## EXERCISE AIM
What do the lines say, reproduced word for word, from the first of the entries below through the line bearing "negative clicks: (435, 112) (344, 175)"?

## WORKING DATA
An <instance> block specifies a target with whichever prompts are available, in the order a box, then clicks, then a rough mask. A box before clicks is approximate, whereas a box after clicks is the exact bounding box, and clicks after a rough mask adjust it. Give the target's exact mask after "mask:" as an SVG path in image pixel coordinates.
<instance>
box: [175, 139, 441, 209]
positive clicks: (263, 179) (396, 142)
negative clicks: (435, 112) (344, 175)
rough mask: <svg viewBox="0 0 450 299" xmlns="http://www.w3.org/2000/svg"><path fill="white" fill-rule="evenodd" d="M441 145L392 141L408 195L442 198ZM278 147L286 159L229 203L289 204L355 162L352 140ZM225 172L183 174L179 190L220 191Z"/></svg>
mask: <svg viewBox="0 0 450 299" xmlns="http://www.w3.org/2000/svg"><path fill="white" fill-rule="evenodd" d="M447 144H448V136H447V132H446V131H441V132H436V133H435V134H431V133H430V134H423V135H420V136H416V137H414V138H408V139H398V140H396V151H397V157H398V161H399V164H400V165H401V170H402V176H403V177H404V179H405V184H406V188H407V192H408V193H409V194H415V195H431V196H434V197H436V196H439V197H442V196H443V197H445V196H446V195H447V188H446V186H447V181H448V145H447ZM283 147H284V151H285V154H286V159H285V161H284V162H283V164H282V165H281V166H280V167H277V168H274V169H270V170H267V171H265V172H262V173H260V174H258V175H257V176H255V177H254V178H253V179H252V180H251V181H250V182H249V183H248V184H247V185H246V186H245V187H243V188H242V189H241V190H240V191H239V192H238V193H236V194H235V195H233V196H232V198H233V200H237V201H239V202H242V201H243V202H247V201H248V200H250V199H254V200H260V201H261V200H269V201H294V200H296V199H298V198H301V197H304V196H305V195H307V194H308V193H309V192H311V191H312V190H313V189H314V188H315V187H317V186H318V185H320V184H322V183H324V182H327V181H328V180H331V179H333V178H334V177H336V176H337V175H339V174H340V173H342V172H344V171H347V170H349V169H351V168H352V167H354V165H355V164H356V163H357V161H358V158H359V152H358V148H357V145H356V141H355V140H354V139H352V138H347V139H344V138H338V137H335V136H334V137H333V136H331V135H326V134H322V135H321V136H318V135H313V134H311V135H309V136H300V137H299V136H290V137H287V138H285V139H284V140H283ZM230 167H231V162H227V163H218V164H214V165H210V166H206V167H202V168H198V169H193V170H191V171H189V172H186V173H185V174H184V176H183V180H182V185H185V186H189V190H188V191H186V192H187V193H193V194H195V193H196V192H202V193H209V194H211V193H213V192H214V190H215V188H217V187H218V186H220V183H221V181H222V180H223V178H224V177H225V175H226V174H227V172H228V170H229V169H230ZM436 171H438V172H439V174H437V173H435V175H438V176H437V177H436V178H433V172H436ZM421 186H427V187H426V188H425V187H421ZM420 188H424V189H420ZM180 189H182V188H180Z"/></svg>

## YOUR RESPONSE
An <instance> block specifies a target with whichever prompts are available, in the order a box, then clicks, then a rough mask. A box before clicks is approximate, whereas a box after clicks is the exact bounding box, and clicks after a rough mask adjust it. Give the target's exact mask after "mask:" as an SVG path in image pixel coordinates.
<instance>
box: [175, 139, 441, 209]
positive clicks: (263, 179) (396, 142)
negative clicks: (435, 112) (344, 175)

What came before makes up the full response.